__TRAVAIL À FAIRE__:
**A)** D'après le texte à lire, dans quelle langue Domitille parlait-elle avec le délégué du CICR ?
**B)** Réécrivez les entrées ci-dessous en remplaçant « white dress shirt » par « blue polo shirt », sans rien modifier d'autre. Omettez les images dans votre réponse.

__TEXTE À LIRE__:

+===+

Les meurtriers du FPR se sont débarrassés de manière systématique voire définitive tous les témoins oculaires occidentaux qui auraient pu mettre à nu leurs actes macabres

QUINZAINE DE LUTTE CONTRE LA CULTURE DU MENSONGE, DE L’INJUSTICE ET DE L’IMPUNITE AU RWANDA

"Le mensonge donne des fleurs, jamais des fruits"

Le 05 décembre 2014

#4 Assassinats et Expulsions des témoins gênants occidentaux
Les occidentaux en poste au Rwanda ont fort gêné les meurtriers et autres tortionnaires du FPR qui ne pouvaient plus dissimuler leurs actes macabres. Par leur présence, ils ont contribué à sauver de nombreuses vies humaines. Dans un livre publié par un chercheur Suisse, Grégoire DURUZ à Yvelin édition en avril 2014 et intitulé « Par-delà le Génocide », deux survivants et anciens détenus Hutus racontent leur calvaire et comment ils doivent leur survie à des visiteurs blancs, ces témoins gênants, qui visitaient les cachots et les prisons mouroirs du Rwanda en 1995 :

Domitille, 56 ans, raconte à la page 132 : (…) Je racontais tout cela au délégué du CICR (Comité  International de la Croix Rouge). Nous parlions en français alors que les militaires ne comprenaient que l’anglais. A un moment, trois d’entre eux intervinrent pour me demander ce que je décrivais avec tant de détails au « Muzungu ». J’avais également rempli en kinyarwanda un petit formulaire de correspondance pour ma sœur dans lequel je la priais de ne jamais venir me voir ici à Butare, étant donné la haine que plusieurs familles vouaient à la nôtre. Les militaires parcoururent le petit mot et me menacèrent : « Ou tu manges cette feuille, ou tu la déchires ! ». C’est alors que le délégué (CICR) prit la feuille, la chiffonna et la mit dans sa poche comme pour clore l’épisode. Je pense qu’il a dû en fait garder mon message et tout faire pour le transmettre à ma sœur. (…).

+===+

__DONNÉES DE L'EXERCICE__:
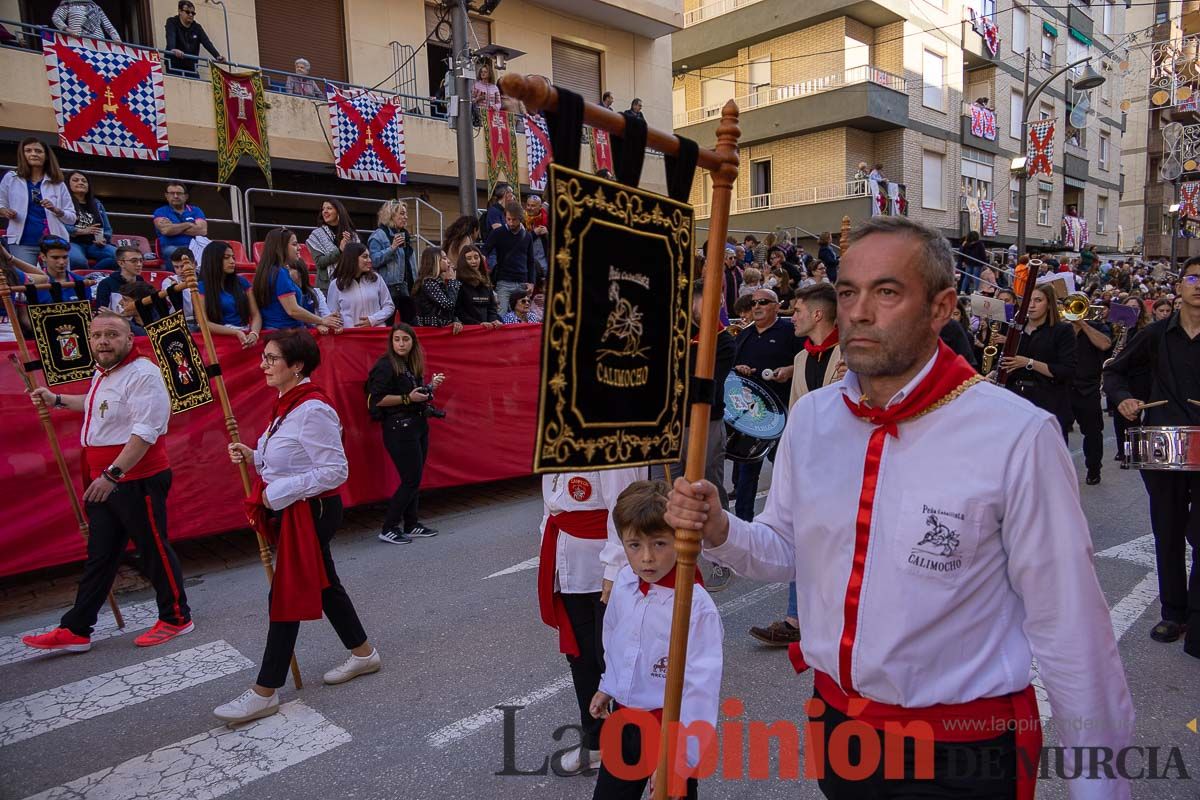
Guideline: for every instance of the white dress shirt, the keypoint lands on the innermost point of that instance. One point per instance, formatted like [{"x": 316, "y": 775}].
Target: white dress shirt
[
  {"x": 579, "y": 566},
  {"x": 636, "y": 642},
  {"x": 978, "y": 560},
  {"x": 131, "y": 401},
  {"x": 361, "y": 299},
  {"x": 304, "y": 457}
]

+===+

__RÉPONSES PAR TÂCHE__:
**A)** En français.

**B)**
Guideline: for every instance of the blue polo shirt, the keypoint lands on the innermost point of that instance. One point per instance, formatted like [{"x": 316, "y": 775}].
Target: blue polo shirt
[
  {"x": 579, "y": 566},
  {"x": 636, "y": 642},
  {"x": 978, "y": 560},
  {"x": 131, "y": 401},
  {"x": 361, "y": 299},
  {"x": 304, "y": 457}
]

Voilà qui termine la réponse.